START Data excerpts
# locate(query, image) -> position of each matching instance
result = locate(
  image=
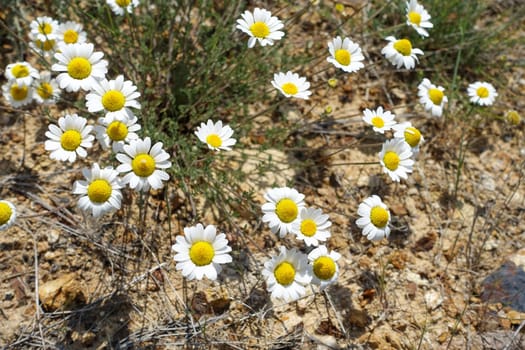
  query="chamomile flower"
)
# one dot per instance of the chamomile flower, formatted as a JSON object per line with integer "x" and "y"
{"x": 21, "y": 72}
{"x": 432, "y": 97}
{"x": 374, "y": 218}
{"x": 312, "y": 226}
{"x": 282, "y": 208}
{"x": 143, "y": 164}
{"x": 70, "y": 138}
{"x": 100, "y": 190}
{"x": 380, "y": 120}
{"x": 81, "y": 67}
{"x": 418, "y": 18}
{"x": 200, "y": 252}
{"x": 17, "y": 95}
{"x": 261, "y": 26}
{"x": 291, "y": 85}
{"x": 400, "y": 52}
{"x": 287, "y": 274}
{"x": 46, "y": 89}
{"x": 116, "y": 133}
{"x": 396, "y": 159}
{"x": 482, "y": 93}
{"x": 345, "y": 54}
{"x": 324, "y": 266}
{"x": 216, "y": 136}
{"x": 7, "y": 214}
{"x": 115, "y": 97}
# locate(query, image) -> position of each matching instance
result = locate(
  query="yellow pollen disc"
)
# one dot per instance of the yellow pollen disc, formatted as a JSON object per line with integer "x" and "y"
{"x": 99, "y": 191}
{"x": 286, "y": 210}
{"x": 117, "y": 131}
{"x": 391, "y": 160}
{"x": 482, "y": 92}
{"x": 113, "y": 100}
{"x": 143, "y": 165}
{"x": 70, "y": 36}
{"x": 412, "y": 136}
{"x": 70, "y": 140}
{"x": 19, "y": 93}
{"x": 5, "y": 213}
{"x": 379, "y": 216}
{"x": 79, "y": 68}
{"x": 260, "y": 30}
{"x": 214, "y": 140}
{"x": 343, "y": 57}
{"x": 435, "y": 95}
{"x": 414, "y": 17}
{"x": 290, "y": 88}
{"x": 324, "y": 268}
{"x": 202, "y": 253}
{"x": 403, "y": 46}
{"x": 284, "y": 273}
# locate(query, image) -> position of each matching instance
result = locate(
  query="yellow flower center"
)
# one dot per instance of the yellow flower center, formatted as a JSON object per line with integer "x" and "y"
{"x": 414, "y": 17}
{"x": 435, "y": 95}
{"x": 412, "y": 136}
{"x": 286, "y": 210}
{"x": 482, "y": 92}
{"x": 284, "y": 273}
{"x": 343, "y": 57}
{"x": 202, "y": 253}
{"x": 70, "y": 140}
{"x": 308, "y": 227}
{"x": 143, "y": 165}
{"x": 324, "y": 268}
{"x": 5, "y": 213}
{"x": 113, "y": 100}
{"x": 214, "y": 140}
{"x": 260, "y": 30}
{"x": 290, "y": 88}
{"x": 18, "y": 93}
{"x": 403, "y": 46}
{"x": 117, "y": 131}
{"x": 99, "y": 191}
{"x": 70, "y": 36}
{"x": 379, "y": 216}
END Data excerpts
**Instructions to follow**
Output the full set of records above without changing a word, and drop the images.

**Task answer**
# locate(query, image) -> position of each matching instance
result = locate(
  image=
  query="chamomile flower"
)
# one dot per instance of the chamomile flower, formatted as a JSON object per line with integer "x" and "y"
{"x": 21, "y": 72}
{"x": 432, "y": 97}
{"x": 374, "y": 218}
{"x": 312, "y": 226}
{"x": 282, "y": 208}
{"x": 143, "y": 164}
{"x": 70, "y": 138}
{"x": 100, "y": 190}
{"x": 380, "y": 120}
{"x": 81, "y": 67}
{"x": 418, "y": 18}
{"x": 200, "y": 252}
{"x": 17, "y": 95}
{"x": 261, "y": 26}
{"x": 291, "y": 85}
{"x": 400, "y": 52}
{"x": 287, "y": 274}
{"x": 46, "y": 89}
{"x": 116, "y": 133}
{"x": 396, "y": 159}
{"x": 482, "y": 93}
{"x": 345, "y": 54}
{"x": 324, "y": 266}
{"x": 216, "y": 136}
{"x": 7, "y": 214}
{"x": 115, "y": 97}
# locate(query, image) -> position of each matching instance
result = locate(
  query="yellow pollen disc"
)
# one dot per instance of the yellow pollen disc, formatted as a JSON object per line with integer "x" and "y"
{"x": 99, "y": 191}
{"x": 286, "y": 210}
{"x": 117, "y": 131}
{"x": 391, "y": 160}
{"x": 482, "y": 92}
{"x": 113, "y": 100}
{"x": 143, "y": 165}
{"x": 70, "y": 36}
{"x": 412, "y": 136}
{"x": 70, "y": 140}
{"x": 19, "y": 93}
{"x": 5, "y": 213}
{"x": 379, "y": 216}
{"x": 79, "y": 68}
{"x": 260, "y": 30}
{"x": 214, "y": 140}
{"x": 343, "y": 57}
{"x": 435, "y": 95}
{"x": 414, "y": 17}
{"x": 290, "y": 88}
{"x": 324, "y": 268}
{"x": 202, "y": 253}
{"x": 403, "y": 46}
{"x": 284, "y": 273}
# locate(query, image) -> position of each matching instance
result = locate(
  query="yellow flower center"
)
# one dot per instance of the yellow flower center, formatted as a JSON object per line with integer "x" and "y"
{"x": 414, "y": 17}
{"x": 435, "y": 95}
{"x": 412, "y": 136}
{"x": 286, "y": 210}
{"x": 482, "y": 92}
{"x": 284, "y": 273}
{"x": 343, "y": 57}
{"x": 202, "y": 253}
{"x": 70, "y": 140}
{"x": 308, "y": 227}
{"x": 143, "y": 165}
{"x": 324, "y": 268}
{"x": 5, "y": 213}
{"x": 113, "y": 100}
{"x": 214, "y": 140}
{"x": 260, "y": 30}
{"x": 290, "y": 88}
{"x": 18, "y": 93}
{"x": 403, "y": 46}
{"x": 117, "y": 131}
{"x": 99, "y": 191}
{"x": 70, "y": 36}
{"x": 379, "y": 216}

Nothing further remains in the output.